▶ _MATERIAL TO PROCESS_:
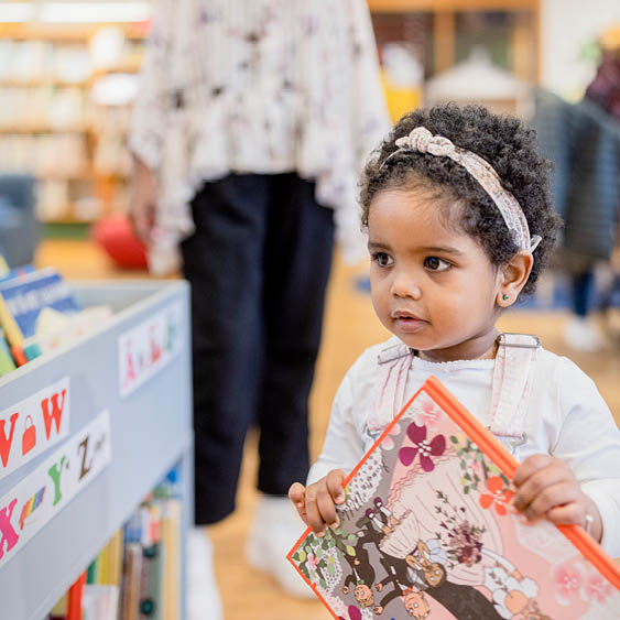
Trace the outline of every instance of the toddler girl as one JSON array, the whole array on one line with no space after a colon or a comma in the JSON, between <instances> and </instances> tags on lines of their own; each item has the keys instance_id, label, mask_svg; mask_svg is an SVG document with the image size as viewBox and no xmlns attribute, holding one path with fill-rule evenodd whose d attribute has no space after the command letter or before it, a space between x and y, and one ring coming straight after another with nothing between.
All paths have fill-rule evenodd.
<instances>
[{"instance_id":1,"label":"toddler girl","mask_svg":"<svg viewBox=\"0 0 620 620\"><path fill-rule=\"evenodd\" d=\"M431 374L491 426L496 323L534 291L561 226L547 183L533 132L478 106L404 116L367 164L372 303L394 336L347 372L307 487L290 489L318 535L337 524L346 475ZM403 350L394 366L391 351ZM388 411L382 394L396 380L385 363L403 376ZM620 432L609 409L577 366L540 347L527 385L509 508L581 525L620 556Z\"/></svg>"}]
</instances>

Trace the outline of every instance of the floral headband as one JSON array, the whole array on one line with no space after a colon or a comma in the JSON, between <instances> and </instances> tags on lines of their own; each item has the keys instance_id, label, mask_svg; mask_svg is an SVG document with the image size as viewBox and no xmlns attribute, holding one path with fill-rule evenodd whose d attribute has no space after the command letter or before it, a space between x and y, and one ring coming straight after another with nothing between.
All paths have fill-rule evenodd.
<instances>
[{"instance_id":1,"label":"floral headband","mask_svg":"<svg viewBox=\"0 0 620 620\"><path fill-rule=\"evenodd\" d=\"M416 127L409 135L399 138L395 144L399 149L391 153L383 164L394 155L405 151L449 157L453 162L460 164L492 198L519 248L531 252L536 249L541 242L541 237L534 235L530 238L530 227L523 209L516 198L502 187L498 173L482 157L471 151L456 146L452 140L443 135L433 135L425 127Z\"/></svg>"}]
</instances>

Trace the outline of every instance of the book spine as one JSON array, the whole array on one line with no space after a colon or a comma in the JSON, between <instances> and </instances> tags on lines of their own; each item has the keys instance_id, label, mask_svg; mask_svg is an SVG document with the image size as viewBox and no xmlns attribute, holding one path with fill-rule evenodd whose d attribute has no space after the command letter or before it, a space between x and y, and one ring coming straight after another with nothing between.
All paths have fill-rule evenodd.
<instances>
[{"instance_id":1,"label":"book spine","mask_svg":"<svg viewBox=\"0 0 620 620\"><path fill-rule=\"evenodd\" d=\"M86 585L86 570L77 578L69 588L67 620L81 620L81 595Z\"/></svg>"}]
</instances>

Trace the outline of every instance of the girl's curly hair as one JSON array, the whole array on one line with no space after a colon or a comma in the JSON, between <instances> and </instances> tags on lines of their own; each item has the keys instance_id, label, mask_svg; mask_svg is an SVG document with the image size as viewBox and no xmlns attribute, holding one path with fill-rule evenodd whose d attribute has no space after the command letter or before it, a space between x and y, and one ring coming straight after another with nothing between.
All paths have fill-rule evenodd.
<instances>
[{"instance_id":1,"label":"girl's curly hair","mask_svg":"<svg viewBox=\"0 0 620 620\"><path fill-rule=\"evenodd\" d=\"M482 106L455 104L417 109L399 120L373 152L361 176L361 221L368 227L372 199L387 189L424 188L437 198L449 221L478 241L492 264L505 264L519 251L491 197L459 164L448 157L398 150L395 141L416 127L444 135L455 145L486 160L498 173L502 186L516 198L530 227L542 241L534 251L534 264L522 295L533 293L535 283L557 242L562 220L553 208L548 189L551 164L535 150L535 132L510 116L498 116ZM431 194L429 194L431 196Z\"/></svg>"}]
</instances>

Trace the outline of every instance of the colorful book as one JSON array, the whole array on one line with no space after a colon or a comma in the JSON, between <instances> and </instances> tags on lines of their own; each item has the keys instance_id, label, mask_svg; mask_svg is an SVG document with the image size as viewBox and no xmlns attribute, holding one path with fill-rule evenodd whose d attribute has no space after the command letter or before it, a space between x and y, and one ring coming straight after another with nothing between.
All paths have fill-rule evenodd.
<instances>
[{"instance_id":1,"label":"colorful book","mask_svg":"<svg viewBox=\"0 0 620 620\"><path fill-rule=\"evenodd\" d=\"M0 294L24 338L35 334L36 318L44 307L63 314L81 309L67 282L52 268L0 281Z\"/></svg>"},{"instance_id":2,"label":"colorful book","mask_svg":"<svg viewBox=\"0 0 620 620\"><path fill-rule=\"evenodd\" d=\"M139 620L142 545L127 543L123 553L120 612L123 620Z\"/></svg>"},{"instance_id":3,"label":"colorful book","mask_svg":"<svg viewBox=\"0 0 620 620\"><path fill-rule=\"evenodd\" d=\"M507 510L518 461L429 378L345 480L339 525L289 554L337 620L620 614L620 570L578 526Z\"/></svg>"}]
</instances>

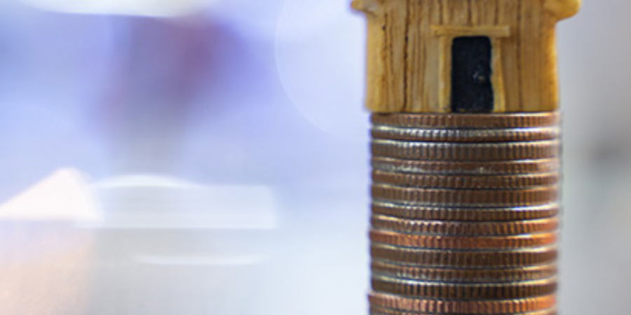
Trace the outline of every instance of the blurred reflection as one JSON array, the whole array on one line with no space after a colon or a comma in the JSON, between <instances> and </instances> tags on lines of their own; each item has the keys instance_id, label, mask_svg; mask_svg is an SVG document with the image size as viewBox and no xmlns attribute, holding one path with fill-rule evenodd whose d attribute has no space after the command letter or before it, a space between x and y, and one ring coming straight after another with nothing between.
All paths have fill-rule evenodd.
<instances>
[{"instance_id":1,"label":"blurred reflection","mask_svg":"<svg viewBox=\"0 0 631 315\"><path fill-rule=\"evenodd\" d=\"M100 220L85 181L61 170L0 206L0 314L85 314Z\"/></svg>"}]
</instances>

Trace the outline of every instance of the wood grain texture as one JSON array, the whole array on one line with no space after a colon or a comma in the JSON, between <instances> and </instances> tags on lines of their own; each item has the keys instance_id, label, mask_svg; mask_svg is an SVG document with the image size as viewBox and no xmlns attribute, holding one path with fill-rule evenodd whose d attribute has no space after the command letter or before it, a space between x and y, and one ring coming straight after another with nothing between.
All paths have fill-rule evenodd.
<instances>
[{"instance_id":1,"label":"wood grain texture","mask_svg":"<svg viewBox=\"0 0 631 315\"><path fill-rule=\"evenodd\" d=\"M454 38L493 45L495 112L558 108L555 26L579 0L355 0L366 13L366 104L374 112L450 109Z\"/></svg>"}]
</instances>

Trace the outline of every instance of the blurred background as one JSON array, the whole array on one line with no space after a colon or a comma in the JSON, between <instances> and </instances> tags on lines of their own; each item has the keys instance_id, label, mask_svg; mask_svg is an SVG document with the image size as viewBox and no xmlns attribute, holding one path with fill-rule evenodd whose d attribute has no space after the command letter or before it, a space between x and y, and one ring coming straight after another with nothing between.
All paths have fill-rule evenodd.
<instances>
[{"instance_id":1,"label":"blurred background","mask_svg":"<svg viewBox=\"0 0 631 315\"><path fill-rule=\"evenodd\" d=\"M367 314L348 2L0 0L0 314ZM627 309L630 10L558 29L564 314Z\"/></svg>"}]
</instances>

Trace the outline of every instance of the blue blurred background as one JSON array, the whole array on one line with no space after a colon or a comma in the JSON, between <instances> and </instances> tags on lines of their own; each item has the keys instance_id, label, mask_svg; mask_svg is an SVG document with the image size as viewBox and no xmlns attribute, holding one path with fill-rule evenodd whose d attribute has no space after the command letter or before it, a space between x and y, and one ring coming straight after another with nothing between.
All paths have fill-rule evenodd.
<instances>
[{"instance_id":1,"label":"blue blurred background","mask_svg":"<svg viewBox=\"0 0 631 315\"><path fill-rule=\"evenodd\" d=\"M0 1L0 314L367 314L348 2ZM558 29L565 314L627 309L630 10Z\"/></svg>"}]
</instances>

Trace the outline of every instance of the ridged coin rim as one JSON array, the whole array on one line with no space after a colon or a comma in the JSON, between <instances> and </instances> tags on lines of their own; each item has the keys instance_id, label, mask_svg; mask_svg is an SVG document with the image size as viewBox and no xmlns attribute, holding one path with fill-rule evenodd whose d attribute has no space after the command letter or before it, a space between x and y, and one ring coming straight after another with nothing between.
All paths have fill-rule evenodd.
<instances>
[{"instance_id":1,"label":"ridged coin rim","mask_svg":"<svg viewBox=\"0 0 631 315\"><path fill-rule=\"evenodd\" d=\"M550 309L555 307L557 299L555 295L550 295L495 301L445 301L372 292L369 300L374 306L415 312L499 315Z\"/></svg>"},{"instance_id":2,"label":"ridged coin rim","mask_svg":"<svg viewBox=\"0 0 631 315\"><path fill-rule=\"evenodd\" d=\"M547 265L557 261L557 246L513 250L456 251L402 248L372 244L373 260L408 266L470 269L516 267Z\"/></svg>"},{"instance_id":3,"label":"ridged coin rim","mask_svg":"<svg viewBox=\"0 0 631 315\"><path fill-rule=\"evenodd\" d=\"M538 266L502 269L449 269L405 266L373 261L370 269L374 275L402 279L458 283L506 283L541 280L555 276L556 263Z\"/></svg>"}]
</instances>

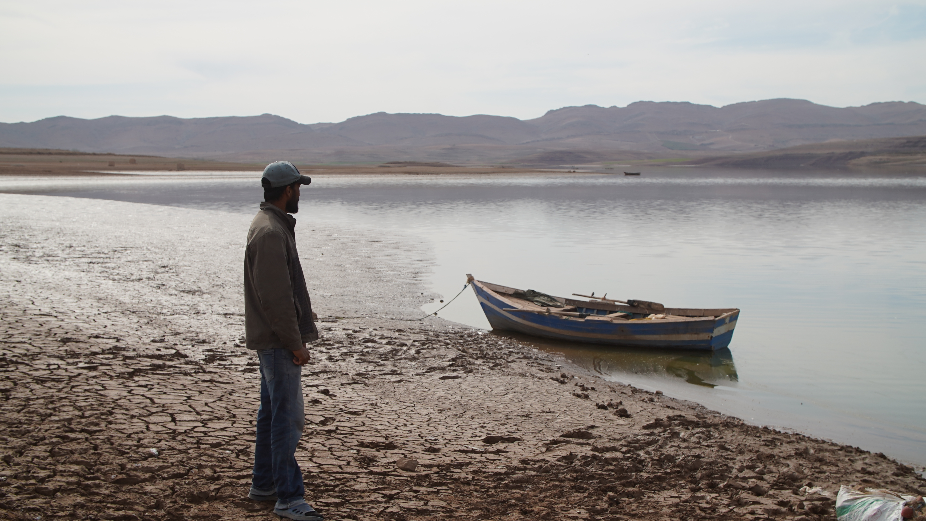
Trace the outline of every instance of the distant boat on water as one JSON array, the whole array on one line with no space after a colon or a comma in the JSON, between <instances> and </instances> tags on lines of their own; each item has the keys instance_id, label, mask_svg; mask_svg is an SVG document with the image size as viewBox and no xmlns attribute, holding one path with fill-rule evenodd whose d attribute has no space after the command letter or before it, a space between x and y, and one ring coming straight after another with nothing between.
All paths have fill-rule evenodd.
<instances>
[{"instance_id":1,"label":"distant boat on water","mask_svg":"<svg viewBox=\"0 0 926 521\"><path fill-rule=\"evenodd\" d=\"M493 329L628 347L715 351L730 344L740 310L672 308L607 297L582 301L476 280L476 298Z\"/></svg>"}]
</instances>

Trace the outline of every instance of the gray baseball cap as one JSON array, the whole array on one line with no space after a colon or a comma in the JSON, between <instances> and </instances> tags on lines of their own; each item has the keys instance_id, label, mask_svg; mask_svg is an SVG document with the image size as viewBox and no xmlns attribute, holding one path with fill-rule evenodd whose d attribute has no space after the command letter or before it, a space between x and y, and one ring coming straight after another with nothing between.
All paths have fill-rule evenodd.
<instances>
[{"instance_id":1,"label":"gray baseball cap","mask_svg":"<svg viewBox=\"0 0 926 521\"><path fill-rule=\"evenodd\" d=\"M270 187L280 188L299 181L299 184L308 184L312 182L312 178L304 176L289 161L274 161L264 168L263 179L270 182Z\"/></svg>"}]
</instances>

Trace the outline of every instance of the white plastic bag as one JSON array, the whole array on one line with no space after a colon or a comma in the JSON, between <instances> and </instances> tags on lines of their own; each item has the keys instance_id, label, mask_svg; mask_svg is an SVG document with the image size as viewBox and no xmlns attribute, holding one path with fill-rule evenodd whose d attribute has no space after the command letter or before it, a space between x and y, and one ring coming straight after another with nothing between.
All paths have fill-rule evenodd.
<instances>
[{"instance_id":1,"label":"white plastic bag","mask_svg":"<svg viewBox=\"0 0 926 521\"><path fill-rule=\"evenodd\" d=\"M916 499L891 490L861 492L842 485L836 494L836 518L839 521L903 521L900 511L904 502Z\"/></svg>"}]
</instances>

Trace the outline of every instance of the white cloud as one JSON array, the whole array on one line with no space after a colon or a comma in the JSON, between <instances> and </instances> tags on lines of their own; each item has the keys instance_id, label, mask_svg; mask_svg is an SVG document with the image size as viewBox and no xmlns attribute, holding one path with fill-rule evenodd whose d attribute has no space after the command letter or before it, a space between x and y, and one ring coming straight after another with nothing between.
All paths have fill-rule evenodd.
<instances>
[{"instance_id":1,"label":"white cloud","mask_svg":"<svg viewBox=\"0 0 926 521\"><path fill-rule=\"evenodd\" d=\"M0 120L924 103L924 23L922 0L11 1Z\"/></svg>"}]
</instances>

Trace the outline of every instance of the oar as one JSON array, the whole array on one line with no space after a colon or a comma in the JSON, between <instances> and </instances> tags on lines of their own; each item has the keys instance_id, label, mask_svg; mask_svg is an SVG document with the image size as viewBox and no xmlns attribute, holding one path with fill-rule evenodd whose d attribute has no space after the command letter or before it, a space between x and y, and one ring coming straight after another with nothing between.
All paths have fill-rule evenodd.
<instances>
[{"instance_id":1,"label":"oar","mask_svg":"<svg viewBox=\"0 0 926 521\"><path fill-rule=\"evenodd\" d=\"M519 311L521 313L543 313L544 315L565 315L566 316L588 316L587 313L575 313L573 311L551 311L546 309L521 309L519 307L506 307L502 311Z\"/></svg>"},{"instance_id":2,"label":"oar","mask_svg":"<svg viewBox=\"0 0 926 521\"><path fill-rule=\"evenodd\" d=\"M579 293L572 293L572 294L575 295L575 296L577 296L577 297L585 297L587 299L594 299L594 300L607 301L607 302L618 302L618 303L620 303L620 304L626 304L627 305L632 305L632 304L630 304L628 302L619 301L619 300L615 300L615 299L605 298L605 297L607 296L607 293L605 293L605 297L593 297L592 295L580 295Z\"/></svg>"}]
</instances>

▶ _SHORT TASK_: Copy the entries again from the line that has "Trace the outline of every instance of the oar" through the last line, swapping "outline" for "contour" and leaving everything else unchanged.

▶ _OUTPUT BELOW_:
Trace the contour of every instance of the oar as one JSON array, the whole array on one line with no space after a colon or a comma in the JSON, between <instances> and </instances> tags on lines of their own; each item has the keys instance_id, label, mask_svg; mask_svg is an SVG document with the image size as viewBox and no xmlns attribute, holding one path with fill-rule evenodd whose d attribute has no space after the command letter or before it, a space between x and y, and one ring coming straight after another with nothing between.
All paths have fill-rule evenodd.
<instances>
[{"instance_id":1,"label":"oar","mask_svg":"<svg viewBox=\"0 0 926 521\"><path fill-rule=\"evenodd\" d=\"M519 311L521 313L543 313L544 315L565 315L566 316L588 316L587 313L575 313L573 311L551 311L546 309L521 309L519 307L506 307L502 311Z\"/></svg>"},{"instance_id":2,"label":"oar","mask_svg":"<svg viewBox=\"0 0 926 521\"><path fill-rule=\"evenodd\" d=\"M579 293L572 293L572 294L575 295L575 296L577 296L577 297L585 297L587 299L594 299L594 300L607 301L607 302L618 302L618 303L620 303L620 304L626 304L627 305L632 305L632 304L630 304L628 302L619 301L619 300L615 300L615 299L605 298L605 297L607 296L607 293L605 293L605 297L593 297L592 295L580 295Z\"/></svg>"}]
</instances>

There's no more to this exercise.